** Work instructions **
Turn every line of the items below into a Markdown table with the columns "Row" and "Text", one row per line, numbered in order. Skip blank lines and leave the pictures out of the answer.

** Rows **
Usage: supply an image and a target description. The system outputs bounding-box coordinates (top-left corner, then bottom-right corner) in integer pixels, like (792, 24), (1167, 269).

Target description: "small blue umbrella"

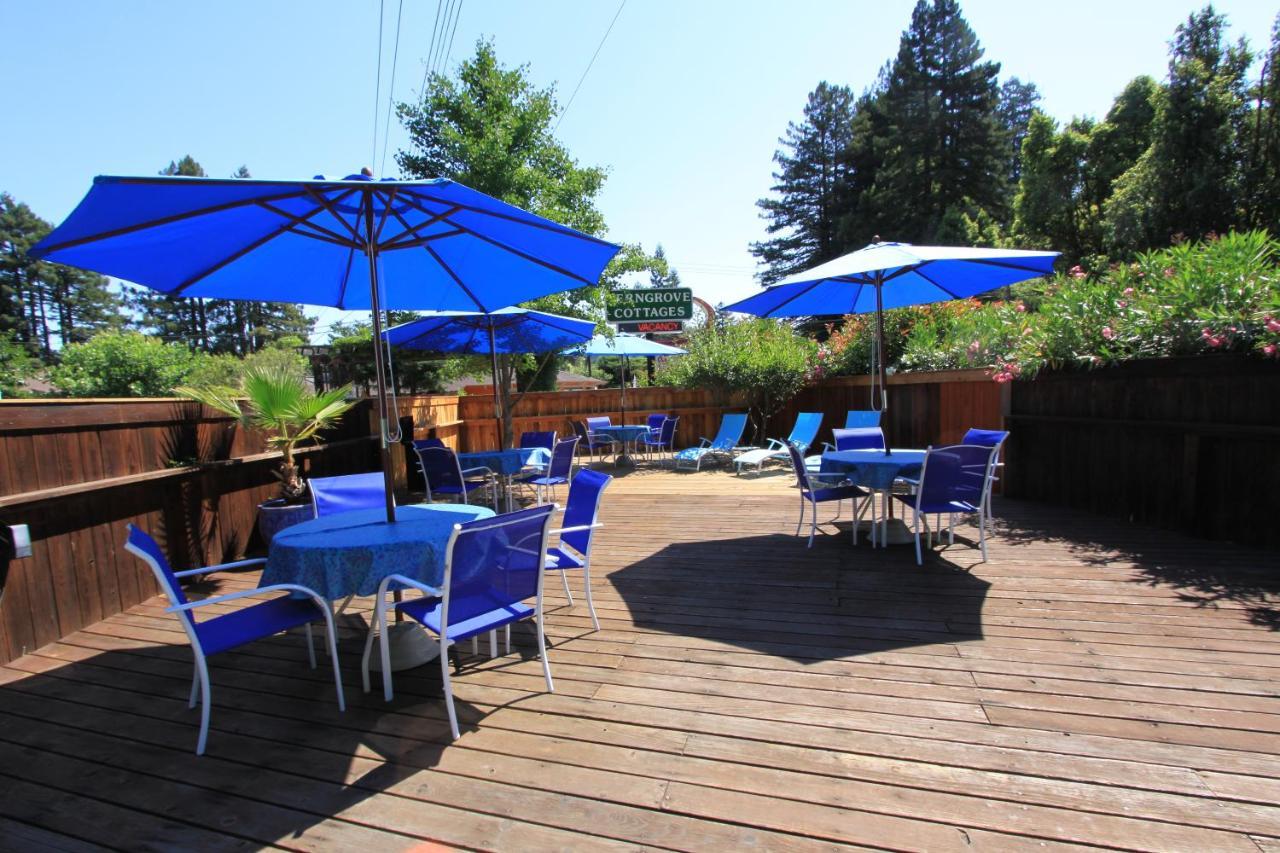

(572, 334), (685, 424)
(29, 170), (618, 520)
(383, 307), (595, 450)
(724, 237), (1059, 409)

** Result for this task **
| Row | Text |
|---|---|
| 1 | Usage: supply an image and a target description. The system outputs bounding-box coordinates (top-left corner, then bottom-right corner) in integer pixels, like (792, 24), (1167, 269). |
| 2 | Target description: "small blue umbrella" |
| 3 | (572, 334), (685, 424) |
| 4 | (29, 170), (618, 520) |
| 5 | (383, 307), (595, 450) |
| 6 | (724, 237), (1059, 409) |